**OBJECTIVE:**
Return each entry exactly, with none missing.

■ ■ ■ ■ ■

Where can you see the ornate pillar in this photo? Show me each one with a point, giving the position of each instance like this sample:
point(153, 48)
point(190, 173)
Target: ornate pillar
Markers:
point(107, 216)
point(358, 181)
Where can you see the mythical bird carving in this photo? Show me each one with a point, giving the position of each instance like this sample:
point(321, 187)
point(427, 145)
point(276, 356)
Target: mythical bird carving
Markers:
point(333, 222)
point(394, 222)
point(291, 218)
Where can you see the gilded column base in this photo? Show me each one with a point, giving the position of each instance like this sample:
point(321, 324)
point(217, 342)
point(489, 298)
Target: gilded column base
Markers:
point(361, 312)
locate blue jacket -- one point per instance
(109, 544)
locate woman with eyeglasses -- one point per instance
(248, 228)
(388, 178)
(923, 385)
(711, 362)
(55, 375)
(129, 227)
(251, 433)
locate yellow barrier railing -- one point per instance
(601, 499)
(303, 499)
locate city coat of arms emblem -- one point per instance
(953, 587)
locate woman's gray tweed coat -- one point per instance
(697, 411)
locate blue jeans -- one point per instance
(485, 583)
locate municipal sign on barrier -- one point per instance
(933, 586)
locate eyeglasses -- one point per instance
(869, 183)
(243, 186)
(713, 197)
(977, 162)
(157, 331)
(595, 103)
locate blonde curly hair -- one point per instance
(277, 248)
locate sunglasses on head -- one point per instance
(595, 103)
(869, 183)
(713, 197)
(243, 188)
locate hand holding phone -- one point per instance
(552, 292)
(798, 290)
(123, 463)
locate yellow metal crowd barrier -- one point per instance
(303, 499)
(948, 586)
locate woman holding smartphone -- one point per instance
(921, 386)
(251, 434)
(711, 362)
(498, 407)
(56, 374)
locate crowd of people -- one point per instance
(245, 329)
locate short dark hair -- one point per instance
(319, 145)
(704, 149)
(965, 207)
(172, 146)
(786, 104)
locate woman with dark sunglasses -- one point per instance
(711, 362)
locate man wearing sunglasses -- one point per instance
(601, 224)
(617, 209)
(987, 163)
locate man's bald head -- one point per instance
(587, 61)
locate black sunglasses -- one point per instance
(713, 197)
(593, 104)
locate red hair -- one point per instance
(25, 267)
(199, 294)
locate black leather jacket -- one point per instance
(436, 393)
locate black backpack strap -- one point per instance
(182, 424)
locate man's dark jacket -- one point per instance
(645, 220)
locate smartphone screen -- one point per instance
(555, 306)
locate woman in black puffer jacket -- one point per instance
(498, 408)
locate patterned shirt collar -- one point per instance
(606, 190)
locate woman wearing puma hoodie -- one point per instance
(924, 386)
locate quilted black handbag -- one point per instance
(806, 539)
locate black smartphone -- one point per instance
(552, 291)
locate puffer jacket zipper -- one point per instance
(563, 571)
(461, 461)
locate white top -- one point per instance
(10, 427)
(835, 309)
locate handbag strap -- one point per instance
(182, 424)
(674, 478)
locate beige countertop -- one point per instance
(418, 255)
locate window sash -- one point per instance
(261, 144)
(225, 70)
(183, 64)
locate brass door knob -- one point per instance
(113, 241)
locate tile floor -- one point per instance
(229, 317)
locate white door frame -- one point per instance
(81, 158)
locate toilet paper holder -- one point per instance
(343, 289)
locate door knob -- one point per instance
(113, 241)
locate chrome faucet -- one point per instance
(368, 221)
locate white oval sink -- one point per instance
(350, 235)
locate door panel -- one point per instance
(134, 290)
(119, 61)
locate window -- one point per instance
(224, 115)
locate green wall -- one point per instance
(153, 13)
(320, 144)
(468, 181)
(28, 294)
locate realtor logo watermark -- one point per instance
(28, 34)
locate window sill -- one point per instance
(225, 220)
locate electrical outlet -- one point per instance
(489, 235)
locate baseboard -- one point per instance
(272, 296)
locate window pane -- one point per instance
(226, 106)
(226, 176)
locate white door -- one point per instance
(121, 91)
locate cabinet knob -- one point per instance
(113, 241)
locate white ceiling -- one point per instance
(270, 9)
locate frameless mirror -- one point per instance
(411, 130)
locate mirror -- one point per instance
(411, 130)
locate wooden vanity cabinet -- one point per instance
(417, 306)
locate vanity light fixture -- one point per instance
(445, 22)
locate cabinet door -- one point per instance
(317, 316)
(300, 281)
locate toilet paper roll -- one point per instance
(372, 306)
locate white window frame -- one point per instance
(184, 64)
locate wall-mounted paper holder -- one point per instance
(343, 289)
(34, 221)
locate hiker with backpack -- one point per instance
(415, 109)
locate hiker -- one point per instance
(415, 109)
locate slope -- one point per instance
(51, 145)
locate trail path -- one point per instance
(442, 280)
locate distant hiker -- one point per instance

■ ■ ■ ■ ■

**RESULT:**
Where can you see the ornate pillar in this photo? Show me each one with a point, giving the position of each instance like this sample:
point(153, 48)
point(190, 173)
Target: ornate pillar
Markers:
point(107, 216)
point(358, 181)
Where can you see the mythical bird carving in this photo? Show me each one with a point, giving the position of each instance like this sample:
point(321, 187)
point(427, 145)
point(276, 356)
Target: mythical bird carving
Markers:
point(333, 222)
point(394, 222)
point(291, 218)
Where can you see the gilded column base in this photo? Show me each one with a point, giving the position of each instance like this sample:
point(321, 324)
point(217, 342)
point(489, 298)
Target: gilded column base
Markers:
point(361, 312)
locate blue jacket -- one point per instance
(109, 544)
locate woman with eyeglasses -- one point per instance
(248, 228)
(388, 178)
(923, 385)
(711, 362)
(55, 375)
(129, 227)
(251, 433)
locate yellow barrier railing -- one point per instance
(601, 499)
(303, 499)
locate city coat of arms emblem -- one point per instance
(953, 587)
locate woman's gray tweed coat -- one point per instance
(697, 411)
locate blue jeans -- one point per instance
(485, 583)
locate municipal sign on barrier -- one point per instance
(933, 586)
locate eyeglasses -- one point per instance
(869, 183)
(243, 186)
(713, 197)
(977, 162)
(157, 331)
(595, 103)
locate blonde curly hair -- one point per instance
(277, 248)
locate sunglasses on head -- one point per instance
(595, 103)
(869, 183)
(713, 197)
(243, 188)
locate hand holding phone -- one point per instance
(552, 292)
(798, 290)
(123, 463)
locate yellow metal crowd barrier -- one point per instance
(303, 499)
(948, 586)
locate woman holding smartphone -- one point per instance
(921, 386)
(251, 434)
(711, 362)
(498, 407)
(56, 374)
locate crowd of people -- one point per instance
(245, 329)
locate short dark hair -- one point per instance
(319, 145)
(704, 149)
(965, 207)
(172, 146)
(786, 104)
locate woman with dark sunglasses -- one point per instance
(711, 362)
locate man wearing sunglasses -- one point per instance
(601, 224)
(617, 209)
(987, 163)
locate man's bald head -- one point per instance
(587, 61)
locate black sunglasses -- one point per instance
(713, 197)
(593, 104)
locate red hair -- one point per instance
(25, 267)
(199, 294)
locate black leather jacket -- one point per instance
(436, 393)
locate black backpack strap -- one point per instance
(182, 424)
locate man's dark jacket -- one point per instance
(645, 220)
locate smartphone screen -- one point per instance
(555, 306)
locate woman in black puffer jacket -- one point per instance
(498, 408)
locate patterned shirt collar -- one point per instance
(606, 190)
locate woman wearing puma hoodie -- one point per instance
(924, 386)
locate quilted black handbag -- one point per instance
(806, 539)
locate black smartphone -- one point per instance
(552, 291)
locate puffer jacket zipper -- one point per instance
(563, 571)
(461, 461)
locate white top -- one point per instance
(10, 427)
(835, 309)
locate handbag strap -- one point per instance
(182, 424)
(674, 478)
locate beige countertop -- one point per instance
(418, 255)
locate window sash -- one point per instance
(261, 144)
(225, 70)
(183, 64)
locate brass door knob -- one point per instance
(113, 241)
locate tile floor -- one point per instance
(229, 317)
locate white door frame -- one point per instance
(81, 158)
locate toilet paper holder -- one point per instance
(343, 289)
locate door knob -- one point per instance
(113, 241)
locate chrome faucet -- one point per instance
(368, 221)
locate white oval sink -- one point per instance
(350, 235)
locate door panel -- one point per instance
(134, 290)
(119, 61)
locate window -- one point per instance
(224, 115)
locate green wall -- one point per instance
(153, 13)
(320, 144)
(468, 181)
(28, 294)
locate realtor logo watermark -- one point per instance
(28, 34)
locate window sill -- one point per instance
(225, 220)
locate electrical outlet -- one point per instance
(489, 235)
locate baseboard -- one point per instance
(272, 296)
locate window pane -- one point per instance
(226, 106)
(226, 176)
locate white door -- one point per instance
(121, 91)
locate cabinet knob -- one point per instance
(113, 241)
locate white ceiling -- one point per instance
(270, 9)
locate frameless mirror -- one point per instance
(411, 130)
locate mirror -- one point per instance
(411, 130)
locate wooden vanity cabinet -- one point per instance
(417, 306)
locate vanity light fixture -- one point per instance
(445, 22)
locate cabinet door -- one point per instance
(317, 316)
(300, 281)
locate toilet paper roll -- one point per instance
(372, 306)
locate white window frame -- one point per instance
(184, 64)
locate wall-mounted paper holder -- one point per instance
(343, 289)
(34, 221)
locate hiker with backpack -- one point per instance
(415, 109)
locate hiker -- one point per instance
(415, 109)
locate slope -- one point per instance
(51, 145)
locate trail path -- one point per instance
(442, 280)
locate distant hiker -- one point per instance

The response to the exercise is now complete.